- **Prompt**: Copy every record exactly as it appears in the data below.

*** Data records ***

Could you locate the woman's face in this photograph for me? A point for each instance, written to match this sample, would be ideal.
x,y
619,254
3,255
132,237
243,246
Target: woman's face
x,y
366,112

*** End of Data records ***

- **Task result**:
Could you locate the woman's face in this photograph for me? A point for each instance, written to match this sample, would be ideal.
x,y
619,254
3,255
132,237
243,246
Target: woman's face
x,y
366,112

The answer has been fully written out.